--- START OF Selected excerpt ---

In 1997, the company acquired Black Clawson for $110 million.

In 2001, Thermo Electron fully spun out Thermo Fibrotek, which changed its name to Kadant at the same time; the Fibrogen division was renamed to Kadant Composites at the same time. The granule business of Kadant Composites took off when the company started using it as a filler in composite plastics products for decking, with sales growing from under $2 million in 2001 to $15 million in 2004.

In 2013, the company acquired Carmanah Design and Manufacturing Inc. for Canadian dollars (CAD) 54 million in cash, or approximately US$52 million.

== Products ==
Kadant engages in mainly four segments: stock preparation systems; fluid handling systems; roll doctoring, cleaning and filtration; and fiber-based granules.

--- END OF Selected excerpt ---

◆ **Task instructions**:
1. In the Kadant passage, reproduce the part that opens with the words containing "In 1997, the" and closes with "approximately US$52 million.".
2. According to the Kadant passage, which business was acquired in 2013 for CAD 54 million in cash?
3. Continue the Kadant passage after its last sentence.

--- START OF Information given ---

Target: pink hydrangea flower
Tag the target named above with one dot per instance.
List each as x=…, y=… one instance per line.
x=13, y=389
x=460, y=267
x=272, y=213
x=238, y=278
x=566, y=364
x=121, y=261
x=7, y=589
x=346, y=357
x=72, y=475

--- END OF Information given ---

◆ **Answers for the exercise**:
1.
In 1997, the company acquired Black Clawson for $110 million.

In 2001, Thermo Electron fully spun out Thermo Fibrotek, which changed its name to Kadant at the same time; the Fibrogen division was renamed to Kadant Composites at the same time. The granule business of Kadant Composites took off when the company started using it as a filler in composite plastics products for decking, with sales growing from under $2 million in 2001 to $15 million in 2004.

In 2013, the company acquired Carmanah Design and Manufacturing Inc. for Canadian dollars (CAD) 54 million in cash, or approximately US$52 million.

2. Carmanah Design and Manufacturing Inc.

3.
Kadant provides custom-engineered systems (e.g. recycling and approach flow systems) and equipment (e.g. virgin pulping process equipment). The company also provides fluid-handling systems (e.g. rotary joints, syphons, turbulator bars, precision unions) widely used in the dryer section of the papermaking process, and the production of corrugated boxboard, metals, plastics, rubber, textiles, chemicals, and food. In addition, the company offers doctoring systems (e.g. doctor blades), profiling systems, shower and fabric-conditioning, formation, and water filtration systems. Kadant also provides individual components, widely used in pulping, de-inking, screening, cleaning, refining recycled. The company supplies biodegradable absorbent granules from papermaking byproducts for some agriculture uses.

== Research and development ==
Kadant's Research and Development facilities are based in Europe and the US, engaging in fiber processing, heat transfer, doctoring, and fluid handling. These facilities are located where customers can test under their own operating conditions. The company also holds seminars and training programs.